------ Fragmento propuesto

Comprendiendo todo esto me pongo en las circunstancias de todos esos niños que han quedado huérfanos por la violencia; de esas madres, padres, abuelas y abuelos que han perdido hijos y nietos por una bala, por un cuchillo, por un machete; me pongo en el caso de hermanos, cuñados, tíos y sobrinos que, con rabia y frustración, tienen sus pensamientos en la Ley del Talión, tratando de encontrar a los responsables inútilmente, la mayoría de la veces, lo que ocasiona, estoy seguro, una vida amarga, difícil de llevar.

Ya no debe haber funcionarios que no entiendan todo este proceso social y netamente humano, que se atrevan a jugar con el presupuesto, con las normas legales, con los procedimientos, prestándose, a veces, a muchas cosas discutibles y objetables que tienen que ver con el freno a esta ola de violencia.

------------
------ Material de origen

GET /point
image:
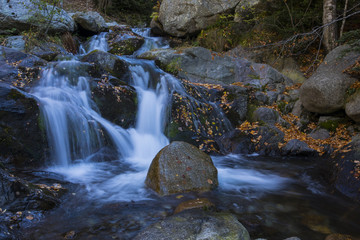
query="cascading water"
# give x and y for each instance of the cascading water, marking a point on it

------------

Ejercicios propuestos:
1 > Según el fragmento sobre la violencia, ¿con qué medios han perdido hijos y nietos esas madres, padres, abuelas y abuelos?
2 > Prolonga el fragmento sobre la violencia a partir de su última oración.
El material que acompaña al fragmento es independiente de este.

Respuestas en orden:
1 > Los han perdido por una bala, por un cuchillo o por un machete.

2 >
Es por eso que hoy he decidido compartir con mis lectores estas experiencias personales que atañen a mis pensamientos más profundos, y ligarlos a la manera como tales experiencias, en mi labor como político, me cambiaron e hicieron madurar a la fuerza, porque toda esa niñez y juventud que hoy nace y crece, especialmente, tienen derecho a un futuro mejor que nuestro presente, y para eso hay que comenzar a actuar hoy.

Como dije, no hay varitas mágicas. Ni para quitar el dolor del alma ni para cambiar las cosas de la noche a la mañana. Ambos, el duelo y el cambio, son procesos largos.